>> Start Data for this task

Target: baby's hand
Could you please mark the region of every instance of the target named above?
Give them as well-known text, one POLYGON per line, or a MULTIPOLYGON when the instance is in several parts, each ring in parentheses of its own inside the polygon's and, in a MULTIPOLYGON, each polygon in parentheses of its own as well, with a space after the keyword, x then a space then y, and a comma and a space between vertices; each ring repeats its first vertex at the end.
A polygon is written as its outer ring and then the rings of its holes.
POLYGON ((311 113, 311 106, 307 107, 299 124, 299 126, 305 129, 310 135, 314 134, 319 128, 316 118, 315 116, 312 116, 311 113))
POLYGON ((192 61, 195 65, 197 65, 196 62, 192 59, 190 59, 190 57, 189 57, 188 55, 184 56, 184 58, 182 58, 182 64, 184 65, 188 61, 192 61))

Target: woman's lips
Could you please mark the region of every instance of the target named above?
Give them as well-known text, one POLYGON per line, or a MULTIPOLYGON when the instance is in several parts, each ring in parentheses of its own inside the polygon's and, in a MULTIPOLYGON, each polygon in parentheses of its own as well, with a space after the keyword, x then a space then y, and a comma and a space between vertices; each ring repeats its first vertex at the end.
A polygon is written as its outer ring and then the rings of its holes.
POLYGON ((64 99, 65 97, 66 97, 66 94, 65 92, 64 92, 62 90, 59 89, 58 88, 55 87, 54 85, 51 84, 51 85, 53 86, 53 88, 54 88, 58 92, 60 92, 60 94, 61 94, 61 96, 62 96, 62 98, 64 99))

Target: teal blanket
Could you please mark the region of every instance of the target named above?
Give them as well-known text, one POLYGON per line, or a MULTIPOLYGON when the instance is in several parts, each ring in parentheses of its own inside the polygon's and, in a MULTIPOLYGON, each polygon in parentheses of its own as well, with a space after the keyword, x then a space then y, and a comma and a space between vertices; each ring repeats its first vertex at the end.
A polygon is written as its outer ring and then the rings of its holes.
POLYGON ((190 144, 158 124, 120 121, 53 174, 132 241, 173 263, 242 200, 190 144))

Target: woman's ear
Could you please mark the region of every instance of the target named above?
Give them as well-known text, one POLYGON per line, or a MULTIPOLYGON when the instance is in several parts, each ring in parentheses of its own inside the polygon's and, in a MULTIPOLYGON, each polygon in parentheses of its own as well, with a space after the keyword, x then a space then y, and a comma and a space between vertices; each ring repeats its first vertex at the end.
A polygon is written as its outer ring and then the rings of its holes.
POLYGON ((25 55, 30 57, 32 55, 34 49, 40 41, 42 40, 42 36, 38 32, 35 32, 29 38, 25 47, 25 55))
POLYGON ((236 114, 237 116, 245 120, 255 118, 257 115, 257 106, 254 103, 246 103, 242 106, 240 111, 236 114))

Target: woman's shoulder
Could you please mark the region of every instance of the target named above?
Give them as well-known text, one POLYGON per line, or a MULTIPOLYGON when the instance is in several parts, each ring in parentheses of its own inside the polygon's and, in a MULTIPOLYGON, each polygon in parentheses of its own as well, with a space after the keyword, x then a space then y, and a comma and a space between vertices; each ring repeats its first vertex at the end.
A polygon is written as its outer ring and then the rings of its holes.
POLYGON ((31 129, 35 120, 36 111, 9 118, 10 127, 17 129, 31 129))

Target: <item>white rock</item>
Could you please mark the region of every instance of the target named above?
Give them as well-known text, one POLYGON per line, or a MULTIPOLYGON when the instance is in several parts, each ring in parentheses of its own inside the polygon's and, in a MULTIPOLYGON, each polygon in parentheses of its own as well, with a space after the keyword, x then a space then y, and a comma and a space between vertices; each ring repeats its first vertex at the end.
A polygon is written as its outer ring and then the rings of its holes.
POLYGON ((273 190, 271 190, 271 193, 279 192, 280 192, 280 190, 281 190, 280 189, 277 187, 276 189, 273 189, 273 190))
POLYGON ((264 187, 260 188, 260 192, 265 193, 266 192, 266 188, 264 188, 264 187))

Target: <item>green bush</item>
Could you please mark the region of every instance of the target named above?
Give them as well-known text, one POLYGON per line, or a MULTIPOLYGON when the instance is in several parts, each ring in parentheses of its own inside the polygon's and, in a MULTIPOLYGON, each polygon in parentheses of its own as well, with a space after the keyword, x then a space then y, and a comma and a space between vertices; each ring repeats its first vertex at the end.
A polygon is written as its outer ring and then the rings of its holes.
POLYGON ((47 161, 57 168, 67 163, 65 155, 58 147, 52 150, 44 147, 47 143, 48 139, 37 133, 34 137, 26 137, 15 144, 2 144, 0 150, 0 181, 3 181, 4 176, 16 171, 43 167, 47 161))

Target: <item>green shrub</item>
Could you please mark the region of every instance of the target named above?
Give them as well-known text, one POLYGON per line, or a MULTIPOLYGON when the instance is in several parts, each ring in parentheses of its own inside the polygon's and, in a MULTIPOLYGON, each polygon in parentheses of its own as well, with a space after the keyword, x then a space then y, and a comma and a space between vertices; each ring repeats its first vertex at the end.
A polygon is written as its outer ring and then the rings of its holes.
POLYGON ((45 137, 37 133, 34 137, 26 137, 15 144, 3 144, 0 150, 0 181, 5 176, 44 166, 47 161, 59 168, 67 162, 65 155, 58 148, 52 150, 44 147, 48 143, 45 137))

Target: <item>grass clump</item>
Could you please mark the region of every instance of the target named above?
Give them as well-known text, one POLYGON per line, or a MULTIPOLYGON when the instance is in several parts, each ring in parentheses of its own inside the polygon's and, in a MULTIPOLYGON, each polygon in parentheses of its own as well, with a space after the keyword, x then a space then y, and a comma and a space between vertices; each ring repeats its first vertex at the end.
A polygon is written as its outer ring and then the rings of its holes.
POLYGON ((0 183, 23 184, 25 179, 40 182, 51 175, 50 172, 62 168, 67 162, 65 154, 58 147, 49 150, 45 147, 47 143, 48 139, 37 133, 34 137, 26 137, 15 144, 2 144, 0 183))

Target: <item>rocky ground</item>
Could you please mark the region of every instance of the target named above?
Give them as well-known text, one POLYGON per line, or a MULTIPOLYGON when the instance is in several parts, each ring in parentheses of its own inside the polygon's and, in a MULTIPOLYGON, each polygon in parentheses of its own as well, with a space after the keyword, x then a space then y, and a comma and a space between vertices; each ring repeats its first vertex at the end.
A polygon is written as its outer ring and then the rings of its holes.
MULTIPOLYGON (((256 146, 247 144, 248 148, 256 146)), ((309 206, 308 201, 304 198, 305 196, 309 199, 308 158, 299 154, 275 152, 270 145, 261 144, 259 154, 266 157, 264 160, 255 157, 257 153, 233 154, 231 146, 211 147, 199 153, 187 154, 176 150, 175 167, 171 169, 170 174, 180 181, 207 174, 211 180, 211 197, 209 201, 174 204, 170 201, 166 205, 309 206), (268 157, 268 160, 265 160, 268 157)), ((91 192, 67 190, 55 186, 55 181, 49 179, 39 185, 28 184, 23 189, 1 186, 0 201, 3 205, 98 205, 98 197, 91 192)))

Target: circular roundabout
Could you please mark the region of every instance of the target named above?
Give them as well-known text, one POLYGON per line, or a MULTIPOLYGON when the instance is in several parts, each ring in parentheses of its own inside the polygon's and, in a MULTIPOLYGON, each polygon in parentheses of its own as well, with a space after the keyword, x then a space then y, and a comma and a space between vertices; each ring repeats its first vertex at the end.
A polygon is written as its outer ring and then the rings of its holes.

>> End Data for this task

Given task:
Show each line of the material above that contains the string "woman", copying every such line in full. Matches must have the same case.

Expected answer:
Target: woman's lips
Target: woman's ear
Target: woman's shoulder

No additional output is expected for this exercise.